_WHAT THE TASK ASKS:_
Reproduce the lines from the first one through the line holding "[0,53,200,71]", inclusive, with "mountain range" changed to "ridge" and nothing else altered. Omit the pictures.

_EXTRACTED INFORMATION:_
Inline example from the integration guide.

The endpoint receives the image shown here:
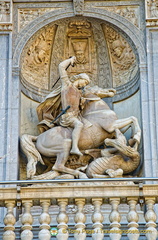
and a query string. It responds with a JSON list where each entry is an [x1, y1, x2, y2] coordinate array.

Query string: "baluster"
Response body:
[[145, 198, 157, 240], [3, 201, 16, 240], [38, 200, 51, 240], [21, 200, 33, 240], [127, 198, 139, 240], [74, 198, 86, 240], [109, 198, 121, 240], [92, 198, 104, 240], [56, 199, 69, 240]]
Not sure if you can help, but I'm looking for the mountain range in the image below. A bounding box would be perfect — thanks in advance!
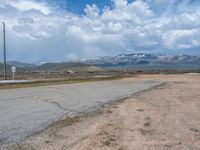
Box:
[82,53,200,70]
[0,53,200,71]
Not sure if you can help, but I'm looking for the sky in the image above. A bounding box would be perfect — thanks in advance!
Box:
[0,0,200,63]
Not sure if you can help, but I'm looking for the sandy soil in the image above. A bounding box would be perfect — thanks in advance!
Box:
[4,74,200,150]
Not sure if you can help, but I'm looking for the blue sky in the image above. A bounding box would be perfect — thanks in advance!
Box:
[0,0,200,63]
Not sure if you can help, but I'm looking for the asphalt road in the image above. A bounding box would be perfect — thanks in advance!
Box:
[0,80,162,144]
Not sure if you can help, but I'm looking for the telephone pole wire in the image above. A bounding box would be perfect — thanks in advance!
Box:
[3,22,7,80]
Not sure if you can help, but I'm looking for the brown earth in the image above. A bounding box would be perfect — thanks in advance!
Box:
[5,74,200,150]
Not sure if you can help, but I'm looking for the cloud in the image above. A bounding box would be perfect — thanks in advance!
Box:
[0,0,200,62]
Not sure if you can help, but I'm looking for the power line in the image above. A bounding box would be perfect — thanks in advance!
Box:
[3,22,7,80]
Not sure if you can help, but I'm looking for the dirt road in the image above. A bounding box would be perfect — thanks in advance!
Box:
[2,75,200,150]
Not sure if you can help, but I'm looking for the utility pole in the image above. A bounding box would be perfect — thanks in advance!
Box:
[3,22,6,80]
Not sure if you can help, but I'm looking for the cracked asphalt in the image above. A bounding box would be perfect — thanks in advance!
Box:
[0,79,163,144]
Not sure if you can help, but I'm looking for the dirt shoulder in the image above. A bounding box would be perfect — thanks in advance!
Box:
[3,75,200,150]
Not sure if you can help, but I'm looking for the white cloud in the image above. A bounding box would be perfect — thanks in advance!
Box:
[0,0,200,61]
[7,0,51,15]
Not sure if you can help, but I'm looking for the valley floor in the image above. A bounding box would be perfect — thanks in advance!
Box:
[3,74,200,150]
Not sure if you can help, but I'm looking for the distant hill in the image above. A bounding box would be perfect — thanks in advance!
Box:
[34,62,102,72]
[82,53,200,70]
[7,61,36,69]
[0,63,26,74]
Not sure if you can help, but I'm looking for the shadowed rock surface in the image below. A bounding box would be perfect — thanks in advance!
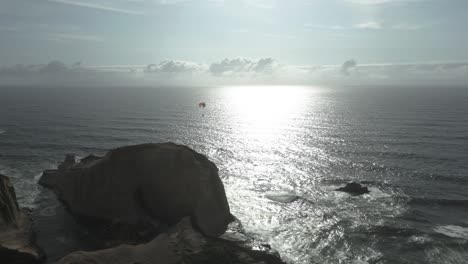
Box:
[39,143,232,242]
[58,218,284,264]
[336,182,369,195]
[0,174,43,264]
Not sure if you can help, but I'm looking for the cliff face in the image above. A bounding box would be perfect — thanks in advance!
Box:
[39,143,283,264]
[40,143,232,240]
[0,174,43,264]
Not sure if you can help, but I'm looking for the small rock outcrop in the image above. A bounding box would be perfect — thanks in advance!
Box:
[39,143,232,240]
[0,174,43,264]
[335,182,369,195]
[58,218,284,264]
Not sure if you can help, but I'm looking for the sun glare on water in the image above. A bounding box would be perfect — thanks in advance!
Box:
[225,86,307,143]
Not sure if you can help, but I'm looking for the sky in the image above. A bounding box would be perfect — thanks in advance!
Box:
[0,0,468,84]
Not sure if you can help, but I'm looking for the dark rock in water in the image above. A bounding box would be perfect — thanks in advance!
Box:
[80,154,102,164]
[335,182,369,195]
[38,170,59,191]
[39,143,232,240]
[265,192,299,203]
[0,174,43,264]
[58,154,76,171]
[58,218,284,264]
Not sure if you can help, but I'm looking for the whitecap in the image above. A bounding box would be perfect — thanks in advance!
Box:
[434,225,468,239]
[39,205,57,216]
[265,192,299,203]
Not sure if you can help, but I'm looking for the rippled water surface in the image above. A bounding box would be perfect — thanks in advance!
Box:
[0,86,468,263]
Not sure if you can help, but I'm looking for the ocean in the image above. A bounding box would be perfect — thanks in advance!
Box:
[0,86,468,264]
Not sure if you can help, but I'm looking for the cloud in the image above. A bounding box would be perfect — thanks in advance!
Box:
[345,0,424,5]
[341,59,357,75]
[304,21,425,31]
[209,58,278,76]
[49,0,143,15]
[354,21,382,29]
[0,58,468,86]
[145,60,203,74]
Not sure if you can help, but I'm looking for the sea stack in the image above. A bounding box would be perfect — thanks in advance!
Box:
[39,143,232,240]
[0,174,43,264]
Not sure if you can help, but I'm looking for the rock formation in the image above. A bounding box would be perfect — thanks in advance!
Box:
[58,218,284,264]
[39,143,232,242]
[0,174,43,264]
[336,182,369,195]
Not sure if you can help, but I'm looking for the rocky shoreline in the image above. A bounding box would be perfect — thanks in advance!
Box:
[0,143,284,264]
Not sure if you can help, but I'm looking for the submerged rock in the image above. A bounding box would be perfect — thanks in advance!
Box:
[0,174,43,264]
[265,192,299,203]
[58,218,284,264]
[335,182,369,195]
[39,143,232,242]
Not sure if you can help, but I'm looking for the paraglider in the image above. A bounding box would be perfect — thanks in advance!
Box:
[198,102,206,117]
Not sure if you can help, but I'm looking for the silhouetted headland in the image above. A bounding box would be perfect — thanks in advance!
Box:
[0,143,283,264]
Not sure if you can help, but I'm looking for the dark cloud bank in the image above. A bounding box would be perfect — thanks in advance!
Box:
[0,58,468,85]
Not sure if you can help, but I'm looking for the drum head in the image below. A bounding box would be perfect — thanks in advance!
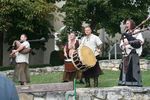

_OUTPUT BELOW:_
Inline example from the integration guide.

The endpoint receives the image shown here:
and a query string. It responds with a JSON list where each entry is an [x1, y1, x2, y2] coordinate array.

Query string: "baluster"
Response body:
[[145, 198, 157, 240], [3, 201, 16, 240], [38, 200, 51, 240], [21, 200, 33, 240], [127, 198, 139, 240], [74, 198, 86, 240], [109, 198, 121, 240], [92, 198, 104, 240], [56, 199, 69, 240]]
Not sure if you can help, but I'm looking for the ridge in the image below. A bounding box would be perfect — thanks in advance!
Box:
[82,53,200,70]
[0,53,200,71]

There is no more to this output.